▸ **Excerpted records**:
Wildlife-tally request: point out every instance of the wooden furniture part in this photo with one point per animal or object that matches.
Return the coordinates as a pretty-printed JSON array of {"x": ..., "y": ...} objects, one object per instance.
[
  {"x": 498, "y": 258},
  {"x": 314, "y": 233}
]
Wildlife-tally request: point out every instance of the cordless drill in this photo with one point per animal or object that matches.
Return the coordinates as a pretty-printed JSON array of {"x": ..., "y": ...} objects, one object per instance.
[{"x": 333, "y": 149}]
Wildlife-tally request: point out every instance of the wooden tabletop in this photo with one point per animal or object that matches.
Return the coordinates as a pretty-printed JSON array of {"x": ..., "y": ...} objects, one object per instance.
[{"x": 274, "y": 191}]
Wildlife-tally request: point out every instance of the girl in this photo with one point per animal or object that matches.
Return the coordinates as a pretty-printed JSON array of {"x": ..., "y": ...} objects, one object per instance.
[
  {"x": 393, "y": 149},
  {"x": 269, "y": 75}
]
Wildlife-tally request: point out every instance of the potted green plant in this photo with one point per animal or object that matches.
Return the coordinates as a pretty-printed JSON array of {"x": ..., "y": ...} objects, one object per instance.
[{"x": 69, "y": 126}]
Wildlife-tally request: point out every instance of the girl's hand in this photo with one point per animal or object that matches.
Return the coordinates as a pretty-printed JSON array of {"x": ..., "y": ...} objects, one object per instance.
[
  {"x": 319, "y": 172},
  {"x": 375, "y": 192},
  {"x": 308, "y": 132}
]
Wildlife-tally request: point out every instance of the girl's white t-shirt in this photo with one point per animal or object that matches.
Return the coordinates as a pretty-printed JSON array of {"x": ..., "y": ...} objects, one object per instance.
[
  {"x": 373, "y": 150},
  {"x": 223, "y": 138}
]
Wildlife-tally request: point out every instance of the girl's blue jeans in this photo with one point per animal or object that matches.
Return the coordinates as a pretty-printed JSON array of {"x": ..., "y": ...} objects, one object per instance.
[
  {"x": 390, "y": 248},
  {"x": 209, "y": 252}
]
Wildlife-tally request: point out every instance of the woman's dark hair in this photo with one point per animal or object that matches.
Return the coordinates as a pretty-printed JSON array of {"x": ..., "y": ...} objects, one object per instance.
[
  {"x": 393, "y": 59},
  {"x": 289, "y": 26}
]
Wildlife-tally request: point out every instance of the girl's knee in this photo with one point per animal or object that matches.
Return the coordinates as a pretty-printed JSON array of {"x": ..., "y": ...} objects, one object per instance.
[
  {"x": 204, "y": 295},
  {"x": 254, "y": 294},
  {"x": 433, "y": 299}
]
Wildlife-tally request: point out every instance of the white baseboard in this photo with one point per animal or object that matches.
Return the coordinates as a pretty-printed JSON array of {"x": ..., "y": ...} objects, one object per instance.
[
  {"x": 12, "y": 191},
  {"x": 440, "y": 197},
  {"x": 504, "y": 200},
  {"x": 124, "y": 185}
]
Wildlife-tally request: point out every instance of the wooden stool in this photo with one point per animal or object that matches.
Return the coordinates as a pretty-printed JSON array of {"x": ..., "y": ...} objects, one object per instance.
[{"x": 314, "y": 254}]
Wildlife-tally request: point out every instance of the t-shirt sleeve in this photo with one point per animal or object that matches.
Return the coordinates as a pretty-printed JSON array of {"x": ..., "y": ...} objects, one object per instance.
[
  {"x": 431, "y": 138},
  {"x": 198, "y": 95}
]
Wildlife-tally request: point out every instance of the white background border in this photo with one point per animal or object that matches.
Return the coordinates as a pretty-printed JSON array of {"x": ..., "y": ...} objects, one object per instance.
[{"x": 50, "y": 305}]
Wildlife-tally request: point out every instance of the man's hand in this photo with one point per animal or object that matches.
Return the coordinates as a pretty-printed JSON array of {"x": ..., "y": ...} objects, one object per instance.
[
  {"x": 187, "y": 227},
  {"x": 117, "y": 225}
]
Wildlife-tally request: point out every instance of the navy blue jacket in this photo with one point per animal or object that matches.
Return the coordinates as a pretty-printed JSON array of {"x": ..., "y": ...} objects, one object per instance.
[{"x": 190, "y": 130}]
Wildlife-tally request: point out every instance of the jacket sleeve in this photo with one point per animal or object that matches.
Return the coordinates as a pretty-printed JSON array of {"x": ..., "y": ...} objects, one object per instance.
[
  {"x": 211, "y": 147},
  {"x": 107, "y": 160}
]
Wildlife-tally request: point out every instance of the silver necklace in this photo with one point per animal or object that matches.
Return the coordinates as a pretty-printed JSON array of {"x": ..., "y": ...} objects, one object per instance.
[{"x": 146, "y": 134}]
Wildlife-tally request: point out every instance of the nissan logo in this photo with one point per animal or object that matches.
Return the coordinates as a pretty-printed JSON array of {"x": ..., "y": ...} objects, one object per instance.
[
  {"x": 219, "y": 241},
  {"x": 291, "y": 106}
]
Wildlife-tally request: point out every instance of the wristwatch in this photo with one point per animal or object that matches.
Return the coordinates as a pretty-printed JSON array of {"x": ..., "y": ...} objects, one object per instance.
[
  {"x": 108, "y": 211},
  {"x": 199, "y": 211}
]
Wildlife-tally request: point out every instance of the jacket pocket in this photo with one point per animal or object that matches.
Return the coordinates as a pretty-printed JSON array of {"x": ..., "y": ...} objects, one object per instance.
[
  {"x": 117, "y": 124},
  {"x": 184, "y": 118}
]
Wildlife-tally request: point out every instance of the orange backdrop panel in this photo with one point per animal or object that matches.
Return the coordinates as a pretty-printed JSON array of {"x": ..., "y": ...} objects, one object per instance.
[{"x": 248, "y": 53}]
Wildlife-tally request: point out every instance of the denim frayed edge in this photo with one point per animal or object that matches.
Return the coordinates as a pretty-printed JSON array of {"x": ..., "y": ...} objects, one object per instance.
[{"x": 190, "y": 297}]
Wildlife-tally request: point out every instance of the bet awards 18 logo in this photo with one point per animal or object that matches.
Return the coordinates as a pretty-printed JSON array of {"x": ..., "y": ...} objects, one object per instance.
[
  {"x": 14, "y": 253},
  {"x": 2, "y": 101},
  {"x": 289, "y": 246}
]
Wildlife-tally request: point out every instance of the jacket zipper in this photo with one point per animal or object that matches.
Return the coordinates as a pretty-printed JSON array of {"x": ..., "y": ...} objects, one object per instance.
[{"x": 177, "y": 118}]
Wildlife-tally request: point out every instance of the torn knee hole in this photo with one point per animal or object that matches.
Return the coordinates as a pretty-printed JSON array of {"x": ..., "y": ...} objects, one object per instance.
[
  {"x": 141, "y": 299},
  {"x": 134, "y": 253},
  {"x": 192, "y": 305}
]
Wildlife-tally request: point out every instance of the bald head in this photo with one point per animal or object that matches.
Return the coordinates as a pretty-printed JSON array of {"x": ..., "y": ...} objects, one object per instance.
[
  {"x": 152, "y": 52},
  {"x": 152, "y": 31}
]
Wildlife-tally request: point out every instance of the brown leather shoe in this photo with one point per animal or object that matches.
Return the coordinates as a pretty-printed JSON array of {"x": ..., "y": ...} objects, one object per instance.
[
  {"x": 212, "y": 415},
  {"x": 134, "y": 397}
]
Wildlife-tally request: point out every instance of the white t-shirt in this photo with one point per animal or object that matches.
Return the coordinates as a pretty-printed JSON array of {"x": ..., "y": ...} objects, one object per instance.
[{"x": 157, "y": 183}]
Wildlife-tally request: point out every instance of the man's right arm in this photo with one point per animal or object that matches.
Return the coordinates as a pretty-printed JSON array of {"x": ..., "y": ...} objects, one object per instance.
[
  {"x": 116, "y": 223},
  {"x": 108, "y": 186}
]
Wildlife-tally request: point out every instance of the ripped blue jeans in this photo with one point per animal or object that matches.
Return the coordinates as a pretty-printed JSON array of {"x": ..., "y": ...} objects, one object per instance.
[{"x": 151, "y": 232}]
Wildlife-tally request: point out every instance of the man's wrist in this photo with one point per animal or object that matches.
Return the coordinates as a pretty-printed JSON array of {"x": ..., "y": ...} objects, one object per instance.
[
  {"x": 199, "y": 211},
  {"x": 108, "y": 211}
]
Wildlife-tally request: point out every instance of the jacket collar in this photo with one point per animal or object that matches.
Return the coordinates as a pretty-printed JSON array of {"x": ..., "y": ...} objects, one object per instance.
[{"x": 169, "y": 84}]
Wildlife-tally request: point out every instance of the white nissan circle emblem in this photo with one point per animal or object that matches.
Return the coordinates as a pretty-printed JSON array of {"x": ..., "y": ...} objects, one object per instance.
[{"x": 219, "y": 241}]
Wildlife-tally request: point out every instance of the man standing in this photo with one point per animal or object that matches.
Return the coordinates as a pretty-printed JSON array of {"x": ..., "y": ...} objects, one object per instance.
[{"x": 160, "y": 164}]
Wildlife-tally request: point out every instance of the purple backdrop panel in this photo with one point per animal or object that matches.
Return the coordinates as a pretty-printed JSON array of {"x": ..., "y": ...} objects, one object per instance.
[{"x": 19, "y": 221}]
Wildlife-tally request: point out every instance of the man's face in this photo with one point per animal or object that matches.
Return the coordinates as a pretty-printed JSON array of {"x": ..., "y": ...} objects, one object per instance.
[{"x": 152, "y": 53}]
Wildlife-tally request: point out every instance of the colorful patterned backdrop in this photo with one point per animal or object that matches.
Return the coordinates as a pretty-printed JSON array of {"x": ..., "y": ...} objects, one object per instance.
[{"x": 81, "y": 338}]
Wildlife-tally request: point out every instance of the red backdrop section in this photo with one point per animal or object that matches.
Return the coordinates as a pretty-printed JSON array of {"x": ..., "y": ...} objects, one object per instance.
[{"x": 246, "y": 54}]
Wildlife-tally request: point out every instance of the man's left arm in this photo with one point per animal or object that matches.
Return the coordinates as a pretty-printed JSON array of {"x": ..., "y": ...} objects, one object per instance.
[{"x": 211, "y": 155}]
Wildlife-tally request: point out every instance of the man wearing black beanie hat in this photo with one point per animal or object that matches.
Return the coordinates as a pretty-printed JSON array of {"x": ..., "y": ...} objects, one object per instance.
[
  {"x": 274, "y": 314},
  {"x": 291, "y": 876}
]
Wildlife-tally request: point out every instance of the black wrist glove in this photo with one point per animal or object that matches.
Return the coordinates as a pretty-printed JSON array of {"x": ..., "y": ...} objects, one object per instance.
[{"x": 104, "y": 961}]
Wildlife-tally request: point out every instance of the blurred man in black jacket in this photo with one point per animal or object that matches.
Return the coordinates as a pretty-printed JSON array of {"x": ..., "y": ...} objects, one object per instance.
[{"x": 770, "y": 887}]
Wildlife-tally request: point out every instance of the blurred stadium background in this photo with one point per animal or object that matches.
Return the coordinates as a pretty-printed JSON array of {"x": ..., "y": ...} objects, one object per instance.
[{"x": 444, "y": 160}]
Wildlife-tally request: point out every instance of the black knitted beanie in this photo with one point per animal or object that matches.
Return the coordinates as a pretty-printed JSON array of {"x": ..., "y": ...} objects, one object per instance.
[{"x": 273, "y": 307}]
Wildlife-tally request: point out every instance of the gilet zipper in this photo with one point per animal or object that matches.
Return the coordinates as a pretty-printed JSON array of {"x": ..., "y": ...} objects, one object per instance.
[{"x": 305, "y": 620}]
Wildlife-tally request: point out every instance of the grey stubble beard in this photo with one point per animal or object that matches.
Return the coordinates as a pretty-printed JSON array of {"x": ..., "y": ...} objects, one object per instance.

▸ **Work order**: In the records above, the line with "Wildlife-tally request: point out every instance of the bet" marks the start and the line with "Wildlife-tally request: point out every instance of the torn" marks the end; copy that stretch exactly, both lines included, and nothing else.

▸ **Solution below**:
Wildlife-tally request: point out every instance of the bet awards 18 logo in this photo with one point per animal or object that matches.
Return the coordinates as a pretty-printed JSON array of {"x": ..., "y": ...} objects, one object per instance.
[
  {"x": 14, "y": 253},
  {"x": 2, "y": 101},
  {"x": 289, "y": 246}
]
Wildlife-tally request: point out every instance of the jacket zipper in this photo with one point per animal or object that matches.
Return the coordinates as a pretty-printed JSON array of {"x": ..., "y": ...} objects, one object per instance.
[{"x": 177, "y": 118}]
Wildlife-tally request: point out every instance of the torn knee hole in this photo with one point per animal or object that matches.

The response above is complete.